SHORT TASK >>
Only the lines from the one with "[point] at the stainless steel sink" onward are wanted, through the last line of the entries, set down exactly.

GIVEN DATA >>
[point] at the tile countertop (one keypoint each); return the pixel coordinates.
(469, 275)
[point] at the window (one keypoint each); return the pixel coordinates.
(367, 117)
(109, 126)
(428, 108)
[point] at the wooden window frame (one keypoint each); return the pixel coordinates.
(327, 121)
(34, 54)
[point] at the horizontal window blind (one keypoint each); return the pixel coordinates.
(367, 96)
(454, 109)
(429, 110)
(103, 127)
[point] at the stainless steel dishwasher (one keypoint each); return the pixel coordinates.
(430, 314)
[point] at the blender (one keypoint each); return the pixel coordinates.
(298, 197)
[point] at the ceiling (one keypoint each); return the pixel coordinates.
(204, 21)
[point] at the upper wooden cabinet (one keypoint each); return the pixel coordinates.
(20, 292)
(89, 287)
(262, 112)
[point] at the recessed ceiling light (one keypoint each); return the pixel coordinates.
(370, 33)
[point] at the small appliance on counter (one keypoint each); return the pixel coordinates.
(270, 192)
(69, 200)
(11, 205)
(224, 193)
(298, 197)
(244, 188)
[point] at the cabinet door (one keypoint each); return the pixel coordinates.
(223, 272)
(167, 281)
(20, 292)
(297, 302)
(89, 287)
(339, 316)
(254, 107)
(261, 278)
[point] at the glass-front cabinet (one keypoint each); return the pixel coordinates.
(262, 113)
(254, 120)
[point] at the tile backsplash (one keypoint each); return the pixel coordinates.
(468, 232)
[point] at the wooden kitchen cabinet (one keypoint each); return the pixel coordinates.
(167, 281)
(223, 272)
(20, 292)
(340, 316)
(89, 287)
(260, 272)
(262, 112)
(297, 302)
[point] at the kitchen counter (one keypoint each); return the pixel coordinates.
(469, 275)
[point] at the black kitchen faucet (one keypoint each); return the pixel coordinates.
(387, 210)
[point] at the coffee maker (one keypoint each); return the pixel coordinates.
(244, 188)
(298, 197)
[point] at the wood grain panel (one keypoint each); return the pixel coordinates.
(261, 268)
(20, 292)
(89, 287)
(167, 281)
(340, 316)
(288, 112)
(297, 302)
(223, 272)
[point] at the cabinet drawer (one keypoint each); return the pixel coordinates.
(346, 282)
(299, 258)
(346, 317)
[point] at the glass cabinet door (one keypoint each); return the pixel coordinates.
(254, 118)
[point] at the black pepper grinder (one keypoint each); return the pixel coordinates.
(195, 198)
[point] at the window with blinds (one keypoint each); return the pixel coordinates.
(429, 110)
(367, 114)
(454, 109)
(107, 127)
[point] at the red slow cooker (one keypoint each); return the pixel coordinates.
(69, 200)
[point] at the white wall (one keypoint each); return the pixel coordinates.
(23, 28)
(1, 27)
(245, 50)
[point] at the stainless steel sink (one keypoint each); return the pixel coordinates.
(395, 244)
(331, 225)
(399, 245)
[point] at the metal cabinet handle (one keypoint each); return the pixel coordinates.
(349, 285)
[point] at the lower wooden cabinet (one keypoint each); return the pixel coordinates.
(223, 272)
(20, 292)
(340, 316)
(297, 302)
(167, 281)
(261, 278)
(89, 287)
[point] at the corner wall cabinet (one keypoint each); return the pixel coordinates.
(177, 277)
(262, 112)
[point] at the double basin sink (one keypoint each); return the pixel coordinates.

WORKED SOLUTION >>
[point] at the stainless steel sink (one keypoint each); return the pixel coordinates.
(395, 244)
(331, 225)
(399, 245)
[point] at the metal cabinet handle (one keypoint each); return the pixel coordinates.
(349, 285)
[point] at the lower wooden cabinet (one keypoint each); return the pixel coordinates.
(223, 272)
(20, 292)
(340, 316)
(297, 302)
(167, 281)
(261, 278)
(89, 287)
[point] at the corner wall cabinet (one keypoint each); return the pixel coordinates.
(177, 277)
(262, 112)
[point] at the double basin sink (one keypoint each); return the pixel coordinates.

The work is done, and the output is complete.